■ **Reading text**:
# Conductivity Transmitter Calibration Procedure

Image courtesy : Emerson analytical

Theory :

Conductivity is the ability of any solution to pass a electric current. In any liquid current is carried by cation and anions.

Conductivity of any solution is depending on following factors:

1. Concentration
2. Mobility of ions
3. Valence of ions
4. Temperature

The unit of conductivity is micro-Siemens per centimeter or µS/cm.

Need of conductivity measurement:

1. To detect the leak in a process vessel: Water used for cooling in heat exchangers and surface condensers for temperature control. If any Leakage occurred in vessel tube which mix the cooling water into the process liquid and can result in potentially harmful contamination. Its can detect by conductivity measurement
2. Conductivity is used to monitor the buildup of dissolved ionic solids in evaporative cooling water systems and in boilers.

■ **Recorded data**:
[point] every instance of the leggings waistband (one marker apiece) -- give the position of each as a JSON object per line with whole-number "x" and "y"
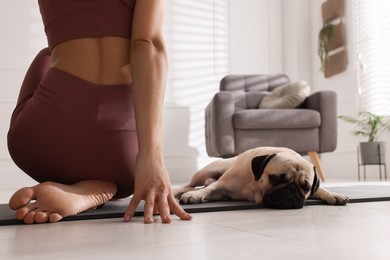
{"x": 67, "y": 99}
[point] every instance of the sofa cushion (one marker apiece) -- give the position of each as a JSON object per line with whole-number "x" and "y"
{"x": 287, "y": 96}
{"x": 276, "y": 119}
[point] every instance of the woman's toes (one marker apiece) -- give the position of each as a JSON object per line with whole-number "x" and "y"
{"x": 29, "y": 218}
{"x": 54, "y": 217}
{"x": 41, "y": 217}
{"x": 21, "y": 198}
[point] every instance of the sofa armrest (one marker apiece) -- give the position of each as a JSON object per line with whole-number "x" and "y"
{"x": 219, "y": 130}
{"x": 325, "y": 102}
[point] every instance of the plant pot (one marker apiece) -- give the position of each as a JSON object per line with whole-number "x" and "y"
{"x": 372, "y": 152}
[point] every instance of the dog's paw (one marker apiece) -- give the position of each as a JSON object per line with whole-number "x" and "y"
{"x": 191, "y": 197}
{"x": 334, "y": 198}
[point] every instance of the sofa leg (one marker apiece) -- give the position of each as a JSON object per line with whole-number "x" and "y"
{"x": 315, "y": 159}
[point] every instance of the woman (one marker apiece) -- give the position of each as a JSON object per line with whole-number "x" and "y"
{"x": 88, "y": 121}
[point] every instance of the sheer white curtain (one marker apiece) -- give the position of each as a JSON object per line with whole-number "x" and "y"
{"x": 373, "y": 53}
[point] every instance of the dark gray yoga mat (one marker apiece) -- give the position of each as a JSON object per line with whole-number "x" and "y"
{"x": 116, "y": 209}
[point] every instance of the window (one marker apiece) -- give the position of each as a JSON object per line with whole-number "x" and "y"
{"x": 373, "y": 54}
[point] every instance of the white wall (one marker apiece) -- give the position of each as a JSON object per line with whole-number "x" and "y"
{"x": 343, "y": 162}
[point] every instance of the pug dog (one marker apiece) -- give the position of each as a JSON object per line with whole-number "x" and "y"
{"x": 277, "y": 177}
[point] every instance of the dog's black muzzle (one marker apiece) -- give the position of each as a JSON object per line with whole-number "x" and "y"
{"x": 285, "y": 197}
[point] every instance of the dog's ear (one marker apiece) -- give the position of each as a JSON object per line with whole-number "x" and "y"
{"x": 259, "y": 163}
{"x": 316, "y": 183}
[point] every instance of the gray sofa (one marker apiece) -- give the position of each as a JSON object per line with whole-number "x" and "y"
{"x": 234, "y": 123}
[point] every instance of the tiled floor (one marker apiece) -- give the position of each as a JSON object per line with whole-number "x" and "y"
{"x": 356, "y": 231}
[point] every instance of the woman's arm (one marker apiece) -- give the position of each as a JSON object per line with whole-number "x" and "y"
{"x": 148, "y": 63}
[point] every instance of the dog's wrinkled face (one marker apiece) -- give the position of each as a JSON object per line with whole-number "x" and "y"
{"x": 289, "y": 179}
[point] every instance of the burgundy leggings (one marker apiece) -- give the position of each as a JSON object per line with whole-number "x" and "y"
{"x": 65, "y": 129}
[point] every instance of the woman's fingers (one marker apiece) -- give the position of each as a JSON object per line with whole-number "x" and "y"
{"x": 162, "y": 203}
{"x": 177, "y": 209}
{"x": 129, "y": 213}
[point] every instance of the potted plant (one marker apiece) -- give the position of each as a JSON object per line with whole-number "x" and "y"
{"x": 370, "y": 126}
{"x": 324, "y": 40}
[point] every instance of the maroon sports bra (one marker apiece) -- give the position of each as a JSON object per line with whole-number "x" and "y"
{"x": 72, "y": 19}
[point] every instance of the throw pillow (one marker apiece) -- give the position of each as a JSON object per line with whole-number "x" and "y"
{"x": 290, "y": 95}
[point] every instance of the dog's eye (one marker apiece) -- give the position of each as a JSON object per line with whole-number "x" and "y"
{"x": 277, "y": 179}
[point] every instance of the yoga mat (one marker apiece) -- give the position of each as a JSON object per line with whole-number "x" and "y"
{"x": 116, "y": 209}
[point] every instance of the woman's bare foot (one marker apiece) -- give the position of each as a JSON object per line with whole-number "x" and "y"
{"x": 50, "y": 201}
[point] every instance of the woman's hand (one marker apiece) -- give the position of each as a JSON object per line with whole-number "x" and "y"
{"x": 152, "y": 184}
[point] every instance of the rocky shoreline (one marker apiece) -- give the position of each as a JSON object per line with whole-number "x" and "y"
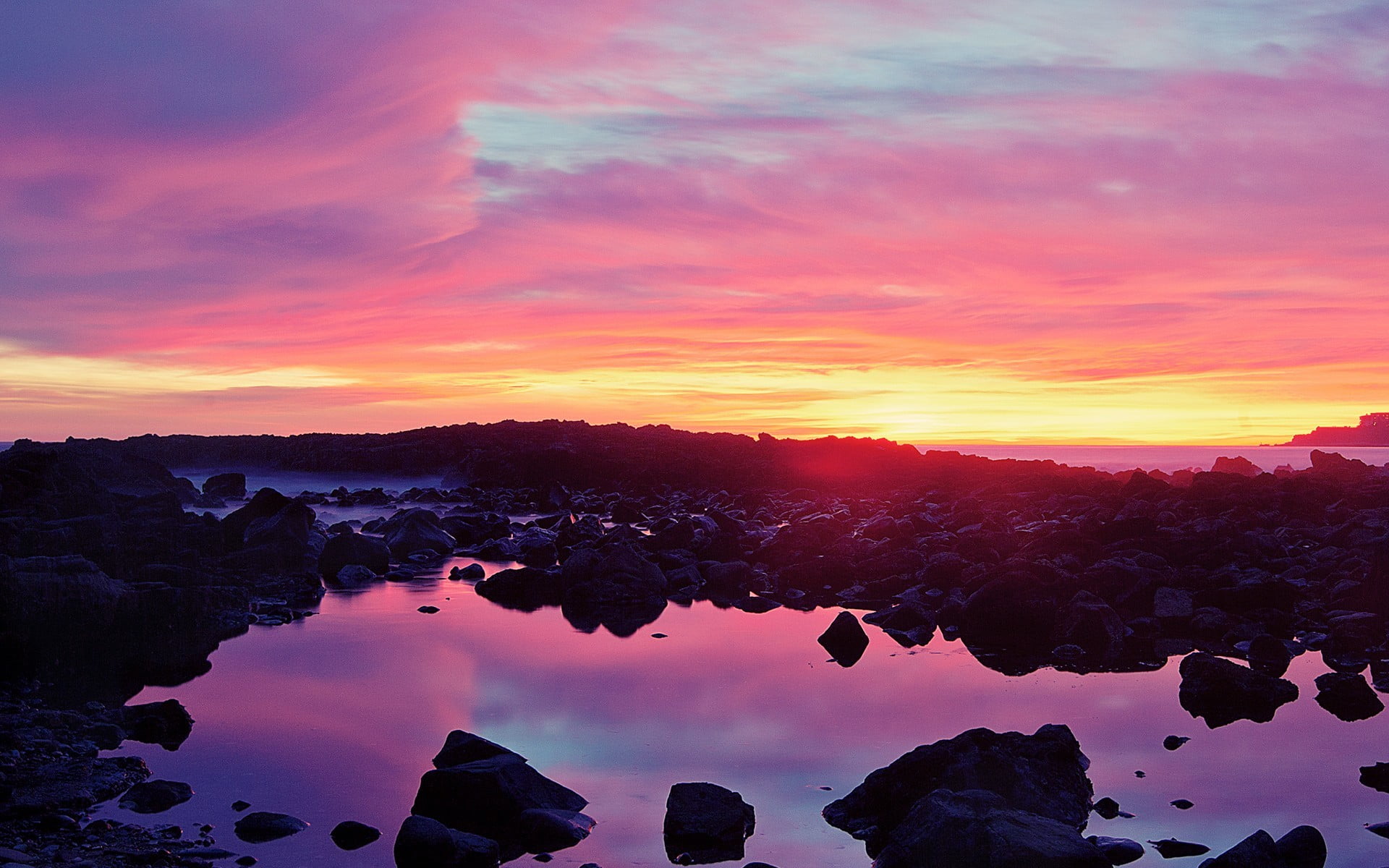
{"x": 111, "y": 579}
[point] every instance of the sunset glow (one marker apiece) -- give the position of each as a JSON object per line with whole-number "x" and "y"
{"x": 942, "y": 223}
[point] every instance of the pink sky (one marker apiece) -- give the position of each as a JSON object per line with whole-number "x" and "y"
{"x": 935, "y": 221}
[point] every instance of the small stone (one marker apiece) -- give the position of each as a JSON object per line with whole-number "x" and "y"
{"x": 352, "y": 835}
{"x": 1170, "y": 848}
{"x": 1108, "y": 809}
{"x": 261, "y": 827}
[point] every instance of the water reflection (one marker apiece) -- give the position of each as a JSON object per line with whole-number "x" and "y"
{"x": 338, "y": 717}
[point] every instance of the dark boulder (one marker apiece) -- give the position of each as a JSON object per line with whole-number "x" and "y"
{"x": 1117, "y": 851}
{"x": 978, "y": 830}
{"x": 155, "y": 796}
{"x": 462, "y": 747}
{"x": 705, "y": 824}
{"x": 413, "y": 531}
{"x": 352, "y": 835}
{"x": 166, "y": 724}
{"x": 1170, "y": 848}
{"x": 226, "y": 485}
{"x": 845, "y": 639}
{"x": 260, "y": 827}
{"x": 428, "y": 843}
{"x": 489, "y": 796}
{"x": 1348, "y": 696}
{"x": 549, "y": 830}
{"x": 353, "y": 549}
{"x": 1303, "y": 848}
{"x": 1223, "y": 692}
{"x": 1268, "y": 656}
{"x": 1040, "y": 774}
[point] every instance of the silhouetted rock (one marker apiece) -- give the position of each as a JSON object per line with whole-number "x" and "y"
{"x": 226, "y": 485}
{"x": 1042, "y": 774}
{"x": 845, "y": 639}
{"x": 492, "y": 795}
{"x": 353, "y": 549}
{"x": 260, "y": 827}
{"x": 1348, "y": 696}
{"x": 1268, "y": 656}
{"x": 352, "y": 835}
{"x": 1223, "y": 692}
{"x": 166, "y": 724}
{"x": 155, "y": 796}
{"x": 428, "y": 843}
{"x": 1117, "y": 851}
{"x": 1302, "y": 848}
{"x": 1170, "y": 848}
{"x": 705, "y": 824}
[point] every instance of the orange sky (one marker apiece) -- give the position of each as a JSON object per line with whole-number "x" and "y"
{"x": 946, "y": 223}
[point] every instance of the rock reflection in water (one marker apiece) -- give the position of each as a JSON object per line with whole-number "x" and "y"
{"x": 354, "y": 700}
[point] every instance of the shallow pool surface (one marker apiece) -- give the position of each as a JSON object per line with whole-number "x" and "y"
{"x": 336, "y": 717}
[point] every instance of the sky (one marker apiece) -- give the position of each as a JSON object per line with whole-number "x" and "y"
{"x": 940, "y": 221}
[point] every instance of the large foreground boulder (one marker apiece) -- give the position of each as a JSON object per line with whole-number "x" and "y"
{"x": 1223, "y": 692}
{"x": 705, "y": 824}
{"x": 977, "y": 830}
{"x": 1042, "y": 774}
{"x": 428, "y": 843}
{"x": 485, "y": 789}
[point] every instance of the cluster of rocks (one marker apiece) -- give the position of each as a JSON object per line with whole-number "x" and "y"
{"x": 1010, "y": 800}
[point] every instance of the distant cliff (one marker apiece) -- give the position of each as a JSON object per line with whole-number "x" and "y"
{"x": 1372, "y": 431}
{"x": 581, "y": 456}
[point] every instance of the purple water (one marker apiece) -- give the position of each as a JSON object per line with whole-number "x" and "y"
{"x": 336, "y": 717}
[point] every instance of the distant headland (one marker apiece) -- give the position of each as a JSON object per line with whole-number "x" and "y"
{"x": 1372, "y": 431}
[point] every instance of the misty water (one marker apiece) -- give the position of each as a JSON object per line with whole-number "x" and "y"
{"x": 338, "y": 715}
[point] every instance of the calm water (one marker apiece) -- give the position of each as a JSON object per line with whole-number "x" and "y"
{"x": 338, "y": 717}
{"x": 1165, "y": 457}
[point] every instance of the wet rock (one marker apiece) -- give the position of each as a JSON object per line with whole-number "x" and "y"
{"x": 488, "y": 798}
{"x": 472, "y": 573}
{"x": 1091, "y": 624}
{"x": 705, "y": 824}
{"x": 353, "y": 549}
{"x": 845, "y": 639}
{"x": 1040, "y": 774}
{"x": 614, "y": 588}
{"x": 1173, "y": 603}
{"x": 1257, "y": 851}
{"x": 260, "y": 827}
{"x": 977, "y": 830}
{"x": 155, "y": 796}
{"x": 226, "y": 485}
{"x": 1117, "y": 851}
{"x": 1268, "y": 656}
{"x": 1170, "y": 848}
{"x": 428, "y": 843}
{"x": 462, "y": 747}
{"x": 1302, "y": 848}
{"x": 1375, "y": 777}
{"x": 1223, "y": 692}
{"x": 77, "y": 783}
{"x": 415, "y": 531}
{"x": 1348, "y": 696}
{"x": 548, "y": 830}
{"x": 352, "y": 835}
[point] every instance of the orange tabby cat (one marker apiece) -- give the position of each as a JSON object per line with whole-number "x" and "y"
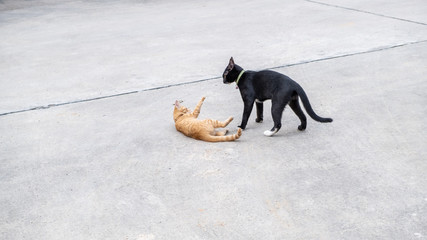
{"x": 187, "y": 123}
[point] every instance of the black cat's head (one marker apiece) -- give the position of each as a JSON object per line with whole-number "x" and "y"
{"x": 231, "y": 72}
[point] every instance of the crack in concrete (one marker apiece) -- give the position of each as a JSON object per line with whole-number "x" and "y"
{"x": 206, "y": 79}
{"x": 367, "y": 12}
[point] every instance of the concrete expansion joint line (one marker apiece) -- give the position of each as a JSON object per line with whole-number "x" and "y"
{"x": 207, "y": 79}
{"x": 367, "y": 12}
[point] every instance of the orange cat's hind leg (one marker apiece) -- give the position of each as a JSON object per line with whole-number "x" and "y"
{"x": 221, "y": 133}
{"x": 219, "y": 124}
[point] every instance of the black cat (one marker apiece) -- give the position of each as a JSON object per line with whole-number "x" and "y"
{"x": 260, "y": 86}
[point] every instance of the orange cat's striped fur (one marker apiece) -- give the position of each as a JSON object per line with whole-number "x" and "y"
{"x": 187, "y": 123}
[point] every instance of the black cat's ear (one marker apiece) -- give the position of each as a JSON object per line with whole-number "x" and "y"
{"x": 231, "y": 63}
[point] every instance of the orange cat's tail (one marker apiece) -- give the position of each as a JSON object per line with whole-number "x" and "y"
{"x": 233, "y": 137}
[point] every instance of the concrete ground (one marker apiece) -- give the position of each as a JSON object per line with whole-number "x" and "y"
{"x": 88, "y": 147}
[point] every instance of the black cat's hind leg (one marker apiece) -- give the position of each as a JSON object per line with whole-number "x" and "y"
{"x": 276, "y": 112}
{"x": 259, "y": 111}
{"x": 294, "y": 104}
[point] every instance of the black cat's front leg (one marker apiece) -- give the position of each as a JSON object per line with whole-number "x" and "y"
{"x": 246, "y": 113}
{"x": 259, "y": 111}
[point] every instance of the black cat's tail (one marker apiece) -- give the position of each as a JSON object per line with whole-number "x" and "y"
{"x": 308, "y": 107}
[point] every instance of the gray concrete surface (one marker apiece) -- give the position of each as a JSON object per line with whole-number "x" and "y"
{"x": 88, "y": 148}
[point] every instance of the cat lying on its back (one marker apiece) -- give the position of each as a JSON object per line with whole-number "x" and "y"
{"x": 187, "y": 123}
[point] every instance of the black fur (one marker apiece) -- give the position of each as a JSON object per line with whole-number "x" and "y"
{"x": 263, "y": 85}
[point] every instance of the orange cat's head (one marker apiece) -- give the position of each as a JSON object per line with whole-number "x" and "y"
{"x": 179, "y": 111}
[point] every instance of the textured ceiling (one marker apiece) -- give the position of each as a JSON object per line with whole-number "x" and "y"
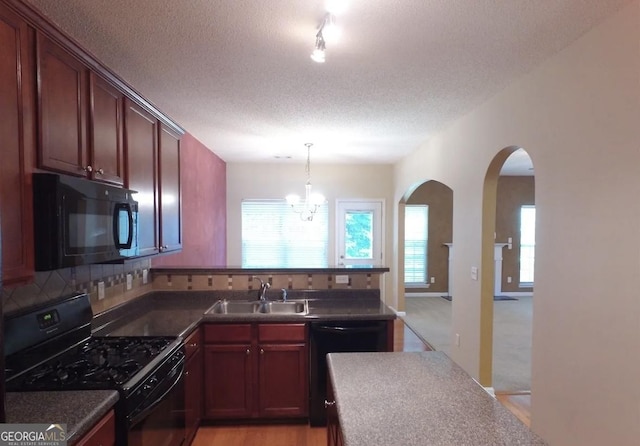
{"x": 237, "y": 74}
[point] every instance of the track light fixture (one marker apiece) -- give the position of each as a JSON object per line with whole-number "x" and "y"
{"x": 327, "y": 31}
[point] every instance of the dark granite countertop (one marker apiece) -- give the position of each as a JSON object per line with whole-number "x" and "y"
{"x": 80, "y": 410}
{"x": 409, "y": 399}
{"x": 168, "y": 313}
{"x": 250, "y": 271}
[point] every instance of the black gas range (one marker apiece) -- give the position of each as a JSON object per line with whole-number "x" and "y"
{"x": 50, "y": 348}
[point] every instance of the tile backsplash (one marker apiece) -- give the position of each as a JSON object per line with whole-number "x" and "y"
{"x": 203, "y": 281}
{"x": 50, "y": 285}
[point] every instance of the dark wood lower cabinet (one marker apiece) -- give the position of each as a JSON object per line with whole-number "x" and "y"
{"x": 193, "y": 386}
{"x": 255, "y": 371}
{"x": 334, "y": 434}
{"x": 102, "y": 434}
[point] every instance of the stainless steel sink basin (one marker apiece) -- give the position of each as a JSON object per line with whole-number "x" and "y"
{"x": 291, "y": 307}
{"x": 231, "y": 307}
{"x": 242, "y": 307}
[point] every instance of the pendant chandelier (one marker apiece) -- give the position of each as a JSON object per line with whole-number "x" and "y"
{"x": 312, "y": 201}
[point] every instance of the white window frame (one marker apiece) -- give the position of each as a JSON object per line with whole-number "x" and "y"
{"x": 282, "y": 239}
{"x": 526, "y": 244}
{"x": 417, "y": 284}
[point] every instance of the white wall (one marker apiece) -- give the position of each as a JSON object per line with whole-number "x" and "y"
{"x": 578, "y": 116}
{"x": 276, "y": 180}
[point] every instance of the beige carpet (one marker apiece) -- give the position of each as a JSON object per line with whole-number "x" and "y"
{"x": 430, "y": 318}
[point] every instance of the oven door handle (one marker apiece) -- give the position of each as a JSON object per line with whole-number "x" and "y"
{"x": 142, "y": 415}
{"x": 346, "y": 330}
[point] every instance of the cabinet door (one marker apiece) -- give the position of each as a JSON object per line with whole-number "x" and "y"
{"x": 228, "y": 381}
{"x": 334, "y": 433}
{"x": 102, "y": 434}
{"x": 284, "y": 380}
{"x": 193, "y": 395}
{"x": 169, "y": 168}
{"x": 62, "y": 106}
{"x": 17, "y": 135}
{"x": 106, "y": 131}
{"x": 141, "y": 148}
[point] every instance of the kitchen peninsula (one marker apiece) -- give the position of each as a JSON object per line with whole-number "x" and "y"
{"x": 415, "y": 399}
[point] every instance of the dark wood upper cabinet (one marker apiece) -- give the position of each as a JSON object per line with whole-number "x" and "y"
{"x": 80, "y": 117}
{"x": 62, "y": 107}
{"x": 170, "y": 200}
{"x": 106, "y": 131}
{"x": 17, "y": 134}
{"x": 141, "y": 148}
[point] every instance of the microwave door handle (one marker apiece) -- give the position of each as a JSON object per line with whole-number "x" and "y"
{"x": 116, "y": 225}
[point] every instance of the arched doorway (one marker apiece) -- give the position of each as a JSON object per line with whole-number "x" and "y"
{"x": 508, "y": 235}
{"x": 426, "y": 249}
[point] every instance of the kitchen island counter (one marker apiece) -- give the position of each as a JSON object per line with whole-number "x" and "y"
{"x": 80, "y": 410}
{"x": 418, "y": 399}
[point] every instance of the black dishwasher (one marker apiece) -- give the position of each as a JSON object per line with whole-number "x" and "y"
{"x": 336, "y": 337}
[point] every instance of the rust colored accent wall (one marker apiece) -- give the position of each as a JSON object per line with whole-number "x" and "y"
{"x": 439, "y": 197}
{"x": 203, "y": 177}
{"x": 513, "y": 192}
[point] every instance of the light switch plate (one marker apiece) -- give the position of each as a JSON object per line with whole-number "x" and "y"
{"x": 100, "y": 290}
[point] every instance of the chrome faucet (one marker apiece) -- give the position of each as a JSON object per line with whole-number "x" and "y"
{"x": 264, "y": 286}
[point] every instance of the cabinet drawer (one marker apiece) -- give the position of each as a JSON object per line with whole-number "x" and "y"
{"x": 281, "y": 332}
{"x": 227, "y": 333}
{"x": 192, "y": 343}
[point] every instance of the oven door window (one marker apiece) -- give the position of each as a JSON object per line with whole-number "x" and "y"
{"x": 164, "y": 425}
{"x": 89, "y": 226}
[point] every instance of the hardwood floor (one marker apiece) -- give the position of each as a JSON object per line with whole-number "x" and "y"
{"x": 264, "y": 435}
{"x": 405, "y": 340}
{"x": 519, "y": 404}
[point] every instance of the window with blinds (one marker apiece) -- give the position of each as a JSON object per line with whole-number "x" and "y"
{"x": 416, "y": 224}
{"x": 527, "y": 244}
{"x": 273, "y": 235}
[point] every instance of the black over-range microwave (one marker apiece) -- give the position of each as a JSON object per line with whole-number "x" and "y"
{"x": 82, "y": 222}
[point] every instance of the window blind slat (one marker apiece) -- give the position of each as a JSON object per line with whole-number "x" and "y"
{"x": 415, "y": 243}
{"x": 273, "y": 235}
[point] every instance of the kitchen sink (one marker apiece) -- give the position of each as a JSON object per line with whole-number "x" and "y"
{"x": 291, "y": 307}
{"x": 268, "y": 307}
{"x": 232, "y": 307}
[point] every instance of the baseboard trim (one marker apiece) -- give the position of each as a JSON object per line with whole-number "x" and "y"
{"x": 399, "y": 313}
{"x": 427, "y": 294}
{"x": 490, "y": 390}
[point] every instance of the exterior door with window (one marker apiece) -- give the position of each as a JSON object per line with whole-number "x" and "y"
{"x": 359, "y": 233}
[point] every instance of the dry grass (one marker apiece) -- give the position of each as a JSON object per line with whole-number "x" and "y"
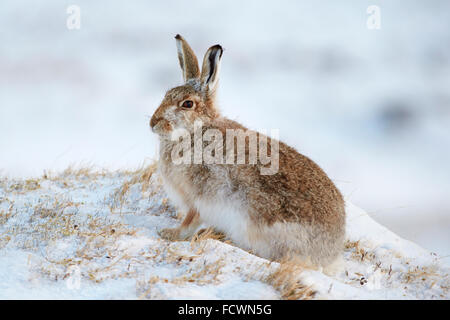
{"x": 140, "y": 176}
{"x": 286, "y": 279}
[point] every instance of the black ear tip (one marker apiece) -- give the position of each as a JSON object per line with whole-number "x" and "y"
{"x": 219, "y": 48}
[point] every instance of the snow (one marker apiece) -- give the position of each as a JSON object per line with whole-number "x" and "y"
{"x": 369, "y": 106}
{"x": 92, "y": 234}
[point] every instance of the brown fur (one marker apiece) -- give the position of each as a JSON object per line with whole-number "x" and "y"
{"x": 296, "y": 210}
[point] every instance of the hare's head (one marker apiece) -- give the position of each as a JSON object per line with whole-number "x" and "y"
{"x": 194, "y": 100}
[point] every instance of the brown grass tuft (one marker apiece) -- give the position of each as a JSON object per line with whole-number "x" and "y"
{"x": 286, "y": 279}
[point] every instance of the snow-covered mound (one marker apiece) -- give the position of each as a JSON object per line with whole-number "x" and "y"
{"x": 86, "y": 234}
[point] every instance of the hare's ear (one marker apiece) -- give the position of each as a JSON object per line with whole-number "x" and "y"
{"x": 187, "y": 58}
{"x": 211, "y": 68}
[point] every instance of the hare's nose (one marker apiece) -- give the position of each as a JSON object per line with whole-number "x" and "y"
{"x": 154, "y": 121}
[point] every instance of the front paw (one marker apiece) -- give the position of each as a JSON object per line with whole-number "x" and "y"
{"x": 171, "y": 234}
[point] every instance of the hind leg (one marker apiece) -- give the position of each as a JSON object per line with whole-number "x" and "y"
{"x": 186, "y": 230}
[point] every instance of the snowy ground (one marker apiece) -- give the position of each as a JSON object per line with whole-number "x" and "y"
{"x": 88, "y": 234}
{"x": 371, "y": 107}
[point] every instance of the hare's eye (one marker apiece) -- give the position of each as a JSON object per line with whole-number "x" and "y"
{"x": 188, "y": 104}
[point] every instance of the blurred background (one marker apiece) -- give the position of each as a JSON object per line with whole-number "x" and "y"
{"x": 371, "y": 107}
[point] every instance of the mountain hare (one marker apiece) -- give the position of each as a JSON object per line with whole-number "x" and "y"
{"x": 296, "y": 211}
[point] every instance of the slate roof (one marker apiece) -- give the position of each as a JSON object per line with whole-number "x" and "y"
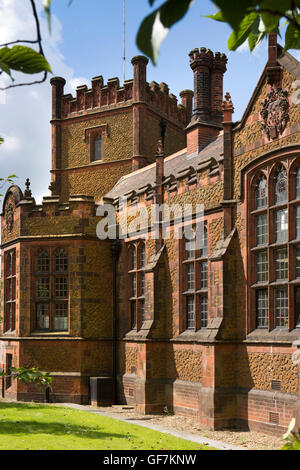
{"x": 174, "y": 165}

■ **Exercise task 1**:
In the conductivity calibration text above, what unit is given for conductivity?
■ **Exercise task 2**:
Pick up the conductivity calibration text above right after its last sentence, keeping its technical style, and extend it.

■ **Expected output 1**:
Micro-Siemens per centimeter (µS/cm).

■ **Expected output 2**:
3. Water treatment facilities

#### Calibration of Conductivity Transmitter :

Calibration can be done by two methods.

1. With standard sample

Here we are discussing calibration with resistance decade box.

And consider Emerson make conductivity analyser or transmitter and model number is 1181T.

#### Formula to find out the resistance :

As we are discussing about calibration via a decade resistance box, we need to calculate the equivalent resistance which to be applied from a decade resistance box to the conductivity transmitter for the calibration purpose. As per our process temperature range, we have three different types of formulas for the resistance calculations.

The three formulas as per process temperature range are :

1. If your sample temperature is in between 5 to 85 deg C

Resistance (conductivity) = Probe Constant X 1,000,000 / F.S. Conductivity

1. If your sample temperature is in between 50 to 150 deg C

Resistance (conductivity) = 0.4 X Probe Constant X 1,000,000 / F.S. Conductivity

1. If your sample temperature is in between 100 to 200 deg C

Resistance (conductivity) = 0.4 X Probe Constant X 1,000,000 / F.S. Conductivity

In our discussions, we considered sample temperature is in between 0 – 50 deg Celsius. so first formula is applied in our below example.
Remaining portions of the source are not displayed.